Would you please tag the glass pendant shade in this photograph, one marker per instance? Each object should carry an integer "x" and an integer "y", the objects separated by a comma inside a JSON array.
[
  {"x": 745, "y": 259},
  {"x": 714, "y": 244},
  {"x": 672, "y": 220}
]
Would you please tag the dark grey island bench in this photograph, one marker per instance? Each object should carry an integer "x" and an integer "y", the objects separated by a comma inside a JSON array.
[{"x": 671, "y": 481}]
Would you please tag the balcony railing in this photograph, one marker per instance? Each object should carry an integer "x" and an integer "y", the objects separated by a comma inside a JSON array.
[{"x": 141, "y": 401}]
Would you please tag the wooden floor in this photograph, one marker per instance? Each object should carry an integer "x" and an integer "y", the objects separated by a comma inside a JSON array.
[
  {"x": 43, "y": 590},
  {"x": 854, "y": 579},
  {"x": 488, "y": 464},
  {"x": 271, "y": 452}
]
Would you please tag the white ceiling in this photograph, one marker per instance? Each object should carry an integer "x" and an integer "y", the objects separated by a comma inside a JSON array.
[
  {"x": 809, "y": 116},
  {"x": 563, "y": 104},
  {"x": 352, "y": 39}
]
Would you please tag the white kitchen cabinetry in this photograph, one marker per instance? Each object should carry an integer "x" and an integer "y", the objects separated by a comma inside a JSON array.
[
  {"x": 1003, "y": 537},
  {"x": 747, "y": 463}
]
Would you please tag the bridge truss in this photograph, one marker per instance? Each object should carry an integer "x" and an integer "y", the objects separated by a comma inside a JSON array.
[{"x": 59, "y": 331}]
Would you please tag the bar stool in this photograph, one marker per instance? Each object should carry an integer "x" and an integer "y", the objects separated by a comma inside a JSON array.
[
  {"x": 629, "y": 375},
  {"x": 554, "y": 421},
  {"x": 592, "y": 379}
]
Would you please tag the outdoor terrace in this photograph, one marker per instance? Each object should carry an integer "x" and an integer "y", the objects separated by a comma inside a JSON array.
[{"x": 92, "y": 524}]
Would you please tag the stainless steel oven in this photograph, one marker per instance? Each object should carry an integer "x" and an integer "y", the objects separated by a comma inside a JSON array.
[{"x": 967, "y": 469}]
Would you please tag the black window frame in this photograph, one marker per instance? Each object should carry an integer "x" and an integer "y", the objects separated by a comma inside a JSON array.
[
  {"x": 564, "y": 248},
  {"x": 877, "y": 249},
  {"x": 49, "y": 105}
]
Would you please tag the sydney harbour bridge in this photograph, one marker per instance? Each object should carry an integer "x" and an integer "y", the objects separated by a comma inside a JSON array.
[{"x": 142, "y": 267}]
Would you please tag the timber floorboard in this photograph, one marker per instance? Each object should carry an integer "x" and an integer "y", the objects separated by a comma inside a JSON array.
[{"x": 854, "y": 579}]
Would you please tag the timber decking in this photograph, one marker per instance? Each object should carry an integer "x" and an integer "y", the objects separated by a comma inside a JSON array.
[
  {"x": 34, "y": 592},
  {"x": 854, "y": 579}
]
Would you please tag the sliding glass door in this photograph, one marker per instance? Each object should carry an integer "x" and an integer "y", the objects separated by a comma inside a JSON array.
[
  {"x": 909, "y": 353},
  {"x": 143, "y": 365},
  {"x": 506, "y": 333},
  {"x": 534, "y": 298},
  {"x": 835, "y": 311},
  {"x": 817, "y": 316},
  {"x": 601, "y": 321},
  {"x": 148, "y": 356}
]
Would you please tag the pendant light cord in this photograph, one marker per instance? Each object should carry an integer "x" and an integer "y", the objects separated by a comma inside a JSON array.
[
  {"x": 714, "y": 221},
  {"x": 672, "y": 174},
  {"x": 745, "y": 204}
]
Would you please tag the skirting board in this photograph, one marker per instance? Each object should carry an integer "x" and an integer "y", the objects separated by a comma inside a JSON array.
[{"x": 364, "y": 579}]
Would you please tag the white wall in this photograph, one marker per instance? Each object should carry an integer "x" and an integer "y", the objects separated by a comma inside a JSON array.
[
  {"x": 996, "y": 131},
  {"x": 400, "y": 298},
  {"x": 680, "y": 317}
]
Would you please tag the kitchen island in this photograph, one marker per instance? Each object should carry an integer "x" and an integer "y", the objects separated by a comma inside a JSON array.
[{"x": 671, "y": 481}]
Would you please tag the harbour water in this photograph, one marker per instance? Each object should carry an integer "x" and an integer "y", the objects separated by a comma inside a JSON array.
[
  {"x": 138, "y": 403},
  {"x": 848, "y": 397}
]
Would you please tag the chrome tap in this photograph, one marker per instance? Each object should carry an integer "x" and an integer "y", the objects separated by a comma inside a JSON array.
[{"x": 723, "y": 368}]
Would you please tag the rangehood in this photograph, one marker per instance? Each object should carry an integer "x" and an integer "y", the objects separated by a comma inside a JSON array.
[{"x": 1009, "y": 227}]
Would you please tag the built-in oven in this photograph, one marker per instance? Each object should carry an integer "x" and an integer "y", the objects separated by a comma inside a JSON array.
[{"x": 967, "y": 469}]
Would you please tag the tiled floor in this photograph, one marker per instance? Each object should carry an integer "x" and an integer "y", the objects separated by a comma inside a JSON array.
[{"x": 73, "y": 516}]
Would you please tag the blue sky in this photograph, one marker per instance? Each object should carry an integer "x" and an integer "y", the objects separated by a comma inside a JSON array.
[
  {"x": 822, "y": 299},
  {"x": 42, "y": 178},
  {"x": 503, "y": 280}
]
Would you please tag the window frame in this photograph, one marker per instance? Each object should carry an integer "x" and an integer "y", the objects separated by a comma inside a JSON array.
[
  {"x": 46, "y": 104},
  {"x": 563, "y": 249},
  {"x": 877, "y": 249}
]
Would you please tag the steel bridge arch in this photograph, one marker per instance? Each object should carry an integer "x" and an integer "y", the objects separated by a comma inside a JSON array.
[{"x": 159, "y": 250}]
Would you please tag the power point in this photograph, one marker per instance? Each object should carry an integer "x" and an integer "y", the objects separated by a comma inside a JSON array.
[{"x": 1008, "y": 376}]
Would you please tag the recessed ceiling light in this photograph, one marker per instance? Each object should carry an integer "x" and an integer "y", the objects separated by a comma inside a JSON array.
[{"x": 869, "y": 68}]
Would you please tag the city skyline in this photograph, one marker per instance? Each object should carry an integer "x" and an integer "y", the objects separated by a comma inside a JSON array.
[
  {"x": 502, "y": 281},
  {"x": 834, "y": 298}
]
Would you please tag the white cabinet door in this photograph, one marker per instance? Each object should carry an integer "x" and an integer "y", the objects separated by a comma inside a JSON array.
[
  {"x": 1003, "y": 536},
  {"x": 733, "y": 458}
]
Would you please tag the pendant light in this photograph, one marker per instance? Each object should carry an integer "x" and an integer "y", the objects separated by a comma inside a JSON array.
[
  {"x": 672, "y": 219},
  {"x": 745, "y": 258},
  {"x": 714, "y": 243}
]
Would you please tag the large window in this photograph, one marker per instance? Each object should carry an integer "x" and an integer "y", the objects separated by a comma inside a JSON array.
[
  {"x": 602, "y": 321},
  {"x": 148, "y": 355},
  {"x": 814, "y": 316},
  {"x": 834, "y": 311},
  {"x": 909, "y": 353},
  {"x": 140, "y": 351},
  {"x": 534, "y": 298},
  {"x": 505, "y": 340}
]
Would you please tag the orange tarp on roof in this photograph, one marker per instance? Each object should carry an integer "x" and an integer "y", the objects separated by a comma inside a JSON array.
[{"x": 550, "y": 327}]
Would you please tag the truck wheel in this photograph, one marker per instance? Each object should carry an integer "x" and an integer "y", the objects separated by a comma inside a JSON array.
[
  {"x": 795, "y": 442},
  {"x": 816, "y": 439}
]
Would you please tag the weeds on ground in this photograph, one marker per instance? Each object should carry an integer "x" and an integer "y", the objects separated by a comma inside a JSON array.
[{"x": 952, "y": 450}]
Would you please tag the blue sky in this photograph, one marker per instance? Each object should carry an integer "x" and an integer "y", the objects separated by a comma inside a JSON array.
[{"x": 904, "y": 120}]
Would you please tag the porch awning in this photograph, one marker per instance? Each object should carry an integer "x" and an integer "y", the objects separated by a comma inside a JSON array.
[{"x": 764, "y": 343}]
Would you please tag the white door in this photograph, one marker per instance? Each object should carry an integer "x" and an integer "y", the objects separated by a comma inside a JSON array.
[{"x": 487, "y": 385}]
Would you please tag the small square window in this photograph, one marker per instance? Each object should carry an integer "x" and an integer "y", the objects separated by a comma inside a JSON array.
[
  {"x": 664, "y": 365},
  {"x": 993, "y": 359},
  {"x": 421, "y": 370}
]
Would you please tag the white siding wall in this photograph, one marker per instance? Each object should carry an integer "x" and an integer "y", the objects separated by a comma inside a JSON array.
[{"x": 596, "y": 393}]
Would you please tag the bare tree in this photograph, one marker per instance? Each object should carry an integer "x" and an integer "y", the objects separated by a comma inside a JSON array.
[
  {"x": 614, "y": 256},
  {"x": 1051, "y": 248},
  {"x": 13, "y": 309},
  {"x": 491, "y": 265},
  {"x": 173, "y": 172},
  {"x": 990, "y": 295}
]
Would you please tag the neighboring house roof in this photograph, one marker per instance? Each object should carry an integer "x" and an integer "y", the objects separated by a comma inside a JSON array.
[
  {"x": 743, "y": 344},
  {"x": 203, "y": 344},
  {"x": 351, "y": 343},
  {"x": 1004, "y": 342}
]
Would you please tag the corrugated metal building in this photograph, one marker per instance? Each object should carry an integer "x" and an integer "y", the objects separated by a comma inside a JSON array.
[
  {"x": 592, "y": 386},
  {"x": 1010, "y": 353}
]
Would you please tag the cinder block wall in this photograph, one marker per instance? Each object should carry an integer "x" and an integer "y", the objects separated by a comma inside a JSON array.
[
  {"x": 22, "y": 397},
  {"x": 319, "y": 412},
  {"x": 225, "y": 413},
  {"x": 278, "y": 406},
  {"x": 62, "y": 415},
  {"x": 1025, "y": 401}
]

WORK INSTRUCTIONS -
Reproduce the listing above from the line containing "Would you please tag the bare" through its final line, keeping every character unchanged.

SOLUTION BELOW -
Would you please tag the bare tree in this photograph, one marker per instance? Each object should carry an integer "x" and an integer "y", the objects separated by a comma inside a JSON array.
[
  {"x": 614, "y": 256},
  {"x": 1051, "y": 248},
  {"x": 13, "y": 309},
  {"x": 491, "y": 265},
  {"x": 173, "y": 172},
  {"x": 990, "y": 295}
]
Would you please tag the neighboring house roof in this photograph, one marker per instance? Each object should carry an integer "x" and an integer "y", the objects separated by a comma inside a JSON array.
[
  {"x": 743, "y": 344},
  {"x": 203, "y": 344},
  {"x": 351, "y": 343},
  {"x": 1004, "y": 342}
]
Would you please tag the corrugated metal building in this photograph, one marker per instance? Each object should carry an integer "x" and an integer "y", the objects separated by a comma inside a JSON array.
[
  {"x": 592, "y": 386},
  {"x": 1010, "y": 353}
]
Would you please tag the cinder block wall in this photograph, one marker per instance? Each object should carry an integer "x" and an integer "y", the objects separated by a comma inside a JSON array.
[
  {"x": 22, "y": 397},
  {"x": 319, "y": 412},
  {"x": 225, "y": 413},
  {"x": 278, "y": 406},
  {"x": 62, "y": 415},
  {"x": 1025, "y": 401}
]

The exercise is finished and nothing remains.